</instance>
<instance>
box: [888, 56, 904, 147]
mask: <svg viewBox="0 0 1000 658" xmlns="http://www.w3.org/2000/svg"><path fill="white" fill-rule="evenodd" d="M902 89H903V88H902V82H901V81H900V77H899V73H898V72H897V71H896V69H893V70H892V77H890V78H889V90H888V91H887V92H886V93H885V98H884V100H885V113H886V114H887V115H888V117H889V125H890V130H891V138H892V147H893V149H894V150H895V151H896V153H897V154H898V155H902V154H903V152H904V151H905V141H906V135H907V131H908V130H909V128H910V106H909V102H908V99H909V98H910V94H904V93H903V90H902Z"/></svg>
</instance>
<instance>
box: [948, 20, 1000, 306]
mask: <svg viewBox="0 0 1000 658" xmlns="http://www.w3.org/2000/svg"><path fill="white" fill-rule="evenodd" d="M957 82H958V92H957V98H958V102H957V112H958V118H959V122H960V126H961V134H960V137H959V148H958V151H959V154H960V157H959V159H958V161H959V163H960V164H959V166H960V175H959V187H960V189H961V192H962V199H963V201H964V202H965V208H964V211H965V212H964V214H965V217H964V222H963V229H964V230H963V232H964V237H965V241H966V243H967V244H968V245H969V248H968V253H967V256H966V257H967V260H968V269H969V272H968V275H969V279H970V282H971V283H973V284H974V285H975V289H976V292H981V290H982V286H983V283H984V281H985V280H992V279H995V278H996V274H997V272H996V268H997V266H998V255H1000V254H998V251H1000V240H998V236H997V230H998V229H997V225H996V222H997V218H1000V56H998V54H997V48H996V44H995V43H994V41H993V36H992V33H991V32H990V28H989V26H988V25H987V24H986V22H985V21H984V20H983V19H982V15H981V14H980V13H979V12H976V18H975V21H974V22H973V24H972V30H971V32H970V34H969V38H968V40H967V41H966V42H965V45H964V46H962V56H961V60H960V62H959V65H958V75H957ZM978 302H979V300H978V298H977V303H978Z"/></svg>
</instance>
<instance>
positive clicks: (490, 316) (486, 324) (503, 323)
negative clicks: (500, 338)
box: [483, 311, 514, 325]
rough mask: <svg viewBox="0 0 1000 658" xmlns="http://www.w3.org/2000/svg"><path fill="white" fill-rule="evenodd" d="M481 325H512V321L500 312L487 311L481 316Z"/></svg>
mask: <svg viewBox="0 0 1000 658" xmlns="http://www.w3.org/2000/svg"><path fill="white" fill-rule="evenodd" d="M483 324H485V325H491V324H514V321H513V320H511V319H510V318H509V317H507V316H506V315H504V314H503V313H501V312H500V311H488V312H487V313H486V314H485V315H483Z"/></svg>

Activity
Find the line with "positive clicks: (490, 316)" in the data above. Restate it and all later lines word for word, ending with the last line.

Answer area
positive clicks: (490, 316) (486, 324) (503, 323)
negative clicks: (500, 338)
box: [483, 311, 514, 325]
rough mask: <svg viewBox="0 0 1000 658" xmlns="http://www.w3.org/2000/svg"><path fill="white" fill-rule="evenodd" d="M481 325H512V321L500 312L487 311L481 316Z"/></svg>
mask: <svg viewBox="0 0 1000 658" xmlns="http://www.w3.org/2000/svg"><path fill="white" fill-rule="evenodd" d="M483 324H485V325H491V324H514V321H513V320H511V319H510V318H509V317H507V316H506V315H504V314H503V313H501V312H500V311H488V312H487V313H486V314H485V315H483Z"/></svg>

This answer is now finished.